→ **Enunciado da tarefa**
Reúna, copiando-as na íntegra, todas as linhas dos registros em que aparece a palavra "table".

Itens de uma coleção de rotulagem
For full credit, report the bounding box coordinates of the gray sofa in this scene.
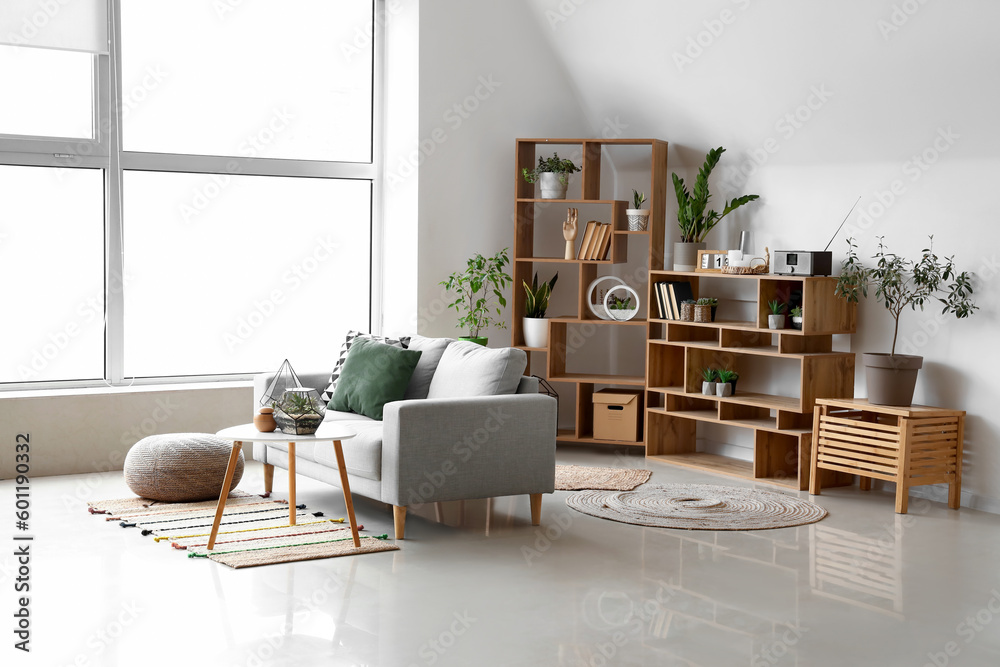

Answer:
[253,337,556,539]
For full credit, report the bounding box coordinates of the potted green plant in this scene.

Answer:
[625,190,649,232]
[836,236,979,406]
[671,146,759,271]
[715,368,740,396]
[439,248,514,346]
[767,299,785,329]
[694,297,719,322]
[791,306,802,331]
[701,368,719,396]
[521,271,559,347]
[521,153,582,199]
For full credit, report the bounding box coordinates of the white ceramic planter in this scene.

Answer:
[538,171,569,199]
[521,317,549,347]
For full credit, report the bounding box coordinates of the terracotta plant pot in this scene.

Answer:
[253,408,278,433]
[861,353,924,406]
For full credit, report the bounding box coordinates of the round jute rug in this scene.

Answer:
[566,484,827,530]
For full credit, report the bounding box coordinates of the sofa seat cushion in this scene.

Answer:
[427,340,528,398]
[267,420,382,482]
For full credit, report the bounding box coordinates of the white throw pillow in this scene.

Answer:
[427,340,528,398]
[403,336,455,399]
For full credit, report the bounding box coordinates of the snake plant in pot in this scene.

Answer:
[521,272,559,347]
[836,236,978,406]
[671,146,759,271]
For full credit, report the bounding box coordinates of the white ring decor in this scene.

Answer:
[604,283,639,322]
[587,276,625,320]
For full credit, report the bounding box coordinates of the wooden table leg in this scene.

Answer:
[288,442,295,526]
[208,440,243,551]
[333,440,361,547]
[948,416,965,510]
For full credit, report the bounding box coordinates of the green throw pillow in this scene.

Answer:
[328,338,422,420]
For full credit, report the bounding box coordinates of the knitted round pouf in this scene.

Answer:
[125,433,243,503]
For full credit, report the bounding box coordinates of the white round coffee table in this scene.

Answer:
[208,422,361,551]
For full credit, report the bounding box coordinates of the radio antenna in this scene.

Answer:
[823,195,861,252]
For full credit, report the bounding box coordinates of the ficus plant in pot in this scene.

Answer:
[439,248,514,345]
[671,146,760,271]
[521,271,559,347]
[836,236,979,406]
[521,153,583,199]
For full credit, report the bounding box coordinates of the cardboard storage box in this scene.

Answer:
[594,389,642,442]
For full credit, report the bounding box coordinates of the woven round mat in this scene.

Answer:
[566,484,827,530]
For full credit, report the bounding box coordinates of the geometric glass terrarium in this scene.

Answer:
[260,359,326,435]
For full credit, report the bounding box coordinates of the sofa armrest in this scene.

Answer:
[253,371,330,414]
[382,394,556,507]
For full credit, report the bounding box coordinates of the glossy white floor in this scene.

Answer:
[0,448,1000,667]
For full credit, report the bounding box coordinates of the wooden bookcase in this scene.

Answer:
[510,139,667,446]
[645,271,857,490]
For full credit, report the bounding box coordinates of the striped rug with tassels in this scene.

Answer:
[88,490,399,568]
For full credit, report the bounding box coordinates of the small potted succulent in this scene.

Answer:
[715,369,740,396]
[625,190,649,232]
[694,297,719,322]
[681,299,698,322]
[439,248,514,347]
[521,272,559,347]
[604,293,639,322]
[701,367,719,396]
[521,153,583,199]
[791,306,802,331]
[767,299,785,329]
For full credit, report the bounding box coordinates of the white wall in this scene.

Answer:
[516,0,1000,511]
[417,0,593,345]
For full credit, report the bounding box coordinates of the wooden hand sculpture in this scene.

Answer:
[563,208,578,259]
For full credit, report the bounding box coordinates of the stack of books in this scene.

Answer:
[576,220,611,260]
[653,282,694,320]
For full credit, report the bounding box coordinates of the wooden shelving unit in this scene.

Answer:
[645,271,857,490]
[510,139,667,446]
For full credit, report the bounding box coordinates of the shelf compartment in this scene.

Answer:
[667,323,719,346]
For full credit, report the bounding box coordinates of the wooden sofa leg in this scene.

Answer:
[528,493,542,526]
[264,463,274,496]
[392,505,406,540]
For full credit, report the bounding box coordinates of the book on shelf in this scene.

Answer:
[594,224,612,260]
[576,220,597,259]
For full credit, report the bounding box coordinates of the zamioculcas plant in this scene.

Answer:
[671,146,759,243]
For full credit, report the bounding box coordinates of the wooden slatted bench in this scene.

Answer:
[809,398,965,514]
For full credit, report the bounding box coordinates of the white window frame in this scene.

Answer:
[0,0,386,392]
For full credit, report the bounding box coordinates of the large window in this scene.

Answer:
[0,0,381,388]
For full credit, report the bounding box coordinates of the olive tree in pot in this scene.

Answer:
[671,146,759,271]
[836,236,978,406]
[521,272,559,347]
[521,153,582,199]
[439,248,514,346]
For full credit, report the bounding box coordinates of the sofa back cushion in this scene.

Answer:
[427,340,528,398]
[329,338,422,420]
[403,336,455,399]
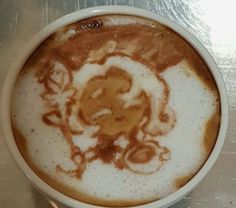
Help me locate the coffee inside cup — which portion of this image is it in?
[11,15,221,206]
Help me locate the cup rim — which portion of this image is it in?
[0,6,228,208]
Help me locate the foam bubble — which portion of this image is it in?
[12,57,215,200]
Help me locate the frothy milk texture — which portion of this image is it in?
[12,15,220,206]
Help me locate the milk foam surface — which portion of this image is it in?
[13,57,215,200]
[12,14,218,203]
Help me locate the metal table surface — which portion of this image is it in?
[0,0,236,208]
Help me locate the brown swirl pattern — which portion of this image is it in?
[32,17,185,178]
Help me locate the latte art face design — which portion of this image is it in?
[12,15,220,207]
[38,54,176,178]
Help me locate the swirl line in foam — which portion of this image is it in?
[37,52,176,178]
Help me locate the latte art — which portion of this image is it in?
[12,15,220,207]
[38,54,176,178]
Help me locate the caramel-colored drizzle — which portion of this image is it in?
[18,17,217,184]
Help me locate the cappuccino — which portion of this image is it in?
[11,15,221,207]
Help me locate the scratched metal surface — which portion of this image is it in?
[0,0,236,208]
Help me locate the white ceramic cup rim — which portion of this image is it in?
[0,6,228,208]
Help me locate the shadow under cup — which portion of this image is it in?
[1,6,228,207]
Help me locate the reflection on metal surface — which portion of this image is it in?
[0,0,236,208]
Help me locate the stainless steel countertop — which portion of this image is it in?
[0,0,236,208]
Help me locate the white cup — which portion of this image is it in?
[1,6,228,208]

→ **Resposta escrita**
For full credit, report the bounding box coordinates of the wooden table leg in this scene.
For full credit, report the bounding box coordinates of the white round coffee table in this scene.
Help me locate the metal table surface — which portion of this image is it in?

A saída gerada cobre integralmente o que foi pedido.